- _Exercise text_:
****************

Speaker-Reasoner: Scaling Interaction Turns and Reasoning Patterns for Timestamped Speaker-Attributed ASR

arXiv cs.CL / 4/6/2026

💬 OpinionIdeas & Deep AnalysisModels & Research

Key Points

  • The paper introduces “Speaker-Reasoner,” an end-to-end Speech LLM designed for multi-speaker ASR that jointly performs speaker attribution, transcription, and timestamp localization in complex conversations.
  • Unlike single-pass approaches, the model uses iterative, agentic multi-turn temporal reasoning to infer global audio structure, predict temporal boundaries autonomously, and then run fine-grained segment analysis.
  • It jointly models speaker identity (including gender), transcription, and timestamps, targeting key failure modes such as overlapping speech, backchannels, and rapid turn-taking.
  • To handle inputs longer than its training context window, the system adds a speaker-aware cache that extends processing beyond the standard context limits.
  • Experiments on AliMeeting and AISHELL-4 show consistent gains over strong baselines, with particular improvements for overlapping speech and complex conversational dynamics.

Abstract

Transcribing and understanding multi-speaker conversations requires speech recognition, speaker attribution, and timestamp localization. While speech LLMs excel at single-speaker tasks, multi-speaker scenarios remain challenging due to overlapping speech, backchannels, rapid turn-taking, and context window constraints. We propose Speaker-Reasoner, an end-to-end Speech LLM with agentic multi-turn temporal reasoning. Instead of single-pass inference, the model iteratively analyzes global audio structure, autonomously predicts temporal boundaries, and performs fine-grained segment analysis, jointly modeling speaker identity, gender, timestamps, and transcription. A speaker-aware cache further extends processing to audio exceeding the training context window. Trained with a three-stage progressive strategy, Speaker-Reasoner achieves consistent improvements over strong baselines on AliMeeting and AISHELL-4 datasets, particularly in handling overlapping speech and complex turn-taking.

****************

- _Referring expression grounding data_:
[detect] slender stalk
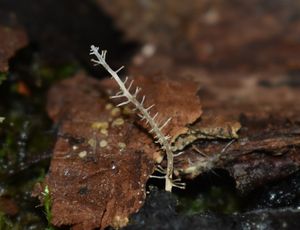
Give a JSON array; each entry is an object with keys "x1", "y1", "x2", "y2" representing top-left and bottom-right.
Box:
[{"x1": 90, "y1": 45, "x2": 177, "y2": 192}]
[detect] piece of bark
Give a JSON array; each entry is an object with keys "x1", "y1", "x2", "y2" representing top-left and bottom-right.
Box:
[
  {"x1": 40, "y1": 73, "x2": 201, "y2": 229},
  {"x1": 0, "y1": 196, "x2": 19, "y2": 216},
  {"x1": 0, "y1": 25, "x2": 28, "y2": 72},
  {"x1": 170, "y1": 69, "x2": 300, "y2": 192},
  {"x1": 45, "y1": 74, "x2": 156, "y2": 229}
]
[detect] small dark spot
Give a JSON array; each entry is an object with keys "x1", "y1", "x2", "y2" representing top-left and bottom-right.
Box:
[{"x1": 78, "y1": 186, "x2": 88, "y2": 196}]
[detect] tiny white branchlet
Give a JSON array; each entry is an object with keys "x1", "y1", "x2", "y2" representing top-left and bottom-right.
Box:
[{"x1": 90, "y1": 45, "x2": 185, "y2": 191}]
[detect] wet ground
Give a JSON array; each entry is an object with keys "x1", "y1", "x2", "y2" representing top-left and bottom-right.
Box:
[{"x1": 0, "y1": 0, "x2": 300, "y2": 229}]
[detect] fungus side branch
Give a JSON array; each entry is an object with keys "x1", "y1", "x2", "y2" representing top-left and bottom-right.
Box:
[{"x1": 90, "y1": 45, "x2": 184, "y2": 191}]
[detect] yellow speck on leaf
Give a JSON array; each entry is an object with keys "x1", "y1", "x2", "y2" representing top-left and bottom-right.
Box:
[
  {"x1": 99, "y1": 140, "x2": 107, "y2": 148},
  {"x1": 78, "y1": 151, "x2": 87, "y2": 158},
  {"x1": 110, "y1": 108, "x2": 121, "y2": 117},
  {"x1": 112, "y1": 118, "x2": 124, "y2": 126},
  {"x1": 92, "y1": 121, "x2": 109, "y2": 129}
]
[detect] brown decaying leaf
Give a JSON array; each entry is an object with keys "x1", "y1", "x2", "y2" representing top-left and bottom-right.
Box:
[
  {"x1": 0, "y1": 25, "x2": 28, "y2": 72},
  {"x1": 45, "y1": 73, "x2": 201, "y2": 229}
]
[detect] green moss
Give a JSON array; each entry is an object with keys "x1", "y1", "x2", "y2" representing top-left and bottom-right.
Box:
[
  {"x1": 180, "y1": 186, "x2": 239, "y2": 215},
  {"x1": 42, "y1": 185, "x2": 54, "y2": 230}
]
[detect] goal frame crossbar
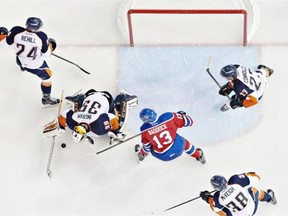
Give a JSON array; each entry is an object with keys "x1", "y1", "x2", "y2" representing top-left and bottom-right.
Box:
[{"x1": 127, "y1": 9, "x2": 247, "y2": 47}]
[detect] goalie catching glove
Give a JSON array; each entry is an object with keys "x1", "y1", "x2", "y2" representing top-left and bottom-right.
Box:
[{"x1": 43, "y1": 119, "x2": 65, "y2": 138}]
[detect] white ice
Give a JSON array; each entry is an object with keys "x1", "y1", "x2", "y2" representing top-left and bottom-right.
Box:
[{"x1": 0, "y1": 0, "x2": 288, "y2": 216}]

****************

- _Required action_: Can you write out the Speaker-Reasoner text word for word, from "Speaker-Reasoner: Scaling Interaction" to "fine-grained segment analysis."? These entries were drawn from a separate source.

- _Problem solution_:
Speaker-Reasoner: Scaling Interaction Turns and Reasoning Patterns for Timestamped Speaker-Attributed ASR

arXiv cs.CL / 4/6/2026

💬 OpinionIdeas & Deep AnalysisModels & Research

Key Points

  • The paper introduces “Speaker-Reasoner,” an end-to-end Speech LLM designed for multi-speaker ASR that jointly performs speaker attribution, transcription, and timestamp localization in complex conversations.
  • Unlike single-pass approaches, the model uses iterative, agentic multi-turn temporal reasoning to infer global audio structure, predict temporal boundaries autonomously, and then run fine-grained segment analysis.